* **TASKS TO PERFORM**:
1. In the hypnotherapy passage, what shape did the writer pick immediately when asked to choose one?
2. Reproduce the hypnotherapy passage word for word, starting with "The mirror. When" and going on through "helped a lot.".

The mirror. When you look in it, what do you see? Do you like what you see? You know, I wish I knew who you were. Although, maybe the fact that I do not, makes it easier to spew out what Im thinking. I saw a hypnotherapist today. I thought.. i hoped you'd show up when my world went dark. It was an awesome experience. Im ready for change. Im sick and tired of feeling this way. I can't stand it anymore. I really think this helped a lot.
As my eyes were closed, she was speaking. Im pretty sure I heard everything she said. I kept looking for you and all i saw was this light trying to shine around these black and grey rolling clouds. Id lose focus, or something would redirect my eyes. Each time the light was brighter and seemed to just curl around but the clouds would eventually take over and it kept repeating. Towards the end, or what I thought was the end...a bright light eventually made me squint. Like really bright. I couldn't make out the shape, or anything in particular happening, but it was probably just straight up sunlight.
She told me that it appeared as my body accepted change. That it was processing, not resisting. Thinking back, I dont remember anything she said, other than asking me to pick a shape. A shape that spoke or resonated with me. A diamond popped out immediately. I dont know why. I know I love the way they sparkle in even the slightest amount of light. Anyway, an after thought was pressure. Pressure creates diamonds. If that is the case, I want, out of my life and experiences, a diamond. A life that is unique and special to me, created by me. So far above and beyond the normal. Maybe that is why I want financial wealth. It's not the stuff I want. The freedom, the ability to go anywhere, at anytime by any means desired. Above the norm.
Is that what is coming? It is. I can feel it now. Direction, yes? I know the direction, thats about all i know. I do know that meditation is a must. I have to do it. I will start with even a few minutes a day. Do you meditate? Of course you do. You have the perfect life. And it seeeeems like you have all the answers. So what next?
“A head full of fears has no place for dreams.

* **DATA EXCERPTS**:
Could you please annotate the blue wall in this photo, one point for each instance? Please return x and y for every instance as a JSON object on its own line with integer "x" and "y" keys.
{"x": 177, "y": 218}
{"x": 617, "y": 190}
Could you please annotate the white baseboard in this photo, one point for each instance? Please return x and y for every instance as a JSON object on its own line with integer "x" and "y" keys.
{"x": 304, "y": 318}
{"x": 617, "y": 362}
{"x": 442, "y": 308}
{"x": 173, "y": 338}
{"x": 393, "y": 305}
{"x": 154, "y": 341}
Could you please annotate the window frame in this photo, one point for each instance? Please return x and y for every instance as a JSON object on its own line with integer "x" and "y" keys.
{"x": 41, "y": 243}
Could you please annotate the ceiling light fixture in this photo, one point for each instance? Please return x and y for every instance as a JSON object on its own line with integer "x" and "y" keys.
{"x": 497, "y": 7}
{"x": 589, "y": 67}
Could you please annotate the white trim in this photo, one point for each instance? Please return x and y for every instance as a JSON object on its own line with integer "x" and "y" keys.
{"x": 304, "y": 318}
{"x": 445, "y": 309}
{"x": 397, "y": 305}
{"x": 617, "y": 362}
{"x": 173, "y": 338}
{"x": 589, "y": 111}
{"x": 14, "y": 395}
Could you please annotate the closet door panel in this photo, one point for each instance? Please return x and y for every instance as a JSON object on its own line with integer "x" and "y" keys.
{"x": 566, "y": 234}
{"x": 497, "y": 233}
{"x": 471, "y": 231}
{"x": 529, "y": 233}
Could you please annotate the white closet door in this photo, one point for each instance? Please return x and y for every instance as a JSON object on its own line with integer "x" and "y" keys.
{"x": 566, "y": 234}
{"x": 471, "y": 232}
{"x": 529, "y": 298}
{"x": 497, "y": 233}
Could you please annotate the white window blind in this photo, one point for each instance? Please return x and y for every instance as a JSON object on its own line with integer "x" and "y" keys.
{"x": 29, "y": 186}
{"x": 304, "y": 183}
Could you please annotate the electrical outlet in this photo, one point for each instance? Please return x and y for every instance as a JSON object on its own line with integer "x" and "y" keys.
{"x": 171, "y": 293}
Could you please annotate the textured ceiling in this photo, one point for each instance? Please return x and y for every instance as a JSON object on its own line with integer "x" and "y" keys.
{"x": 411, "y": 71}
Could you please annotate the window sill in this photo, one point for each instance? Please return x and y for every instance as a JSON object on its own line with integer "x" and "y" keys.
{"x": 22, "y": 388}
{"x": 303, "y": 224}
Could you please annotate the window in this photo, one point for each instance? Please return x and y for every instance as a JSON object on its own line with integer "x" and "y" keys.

* **ANSWERS GIVEN**:
1. A diamond.

2.
The mirror. When you look in it, what do you see? Do you like what you see? You know, I wish I knew who you were. Although, maybe the fact that I do not, makes it easier to spew out what Im thinking. I saw a hypnotherapist today. I thought.. i hoped you'd show up when my world went dark. It was an awesome experience. Im ready for change. Im sick and tired of feeling this way. I can't stand it anymore. I really think this helped a lot.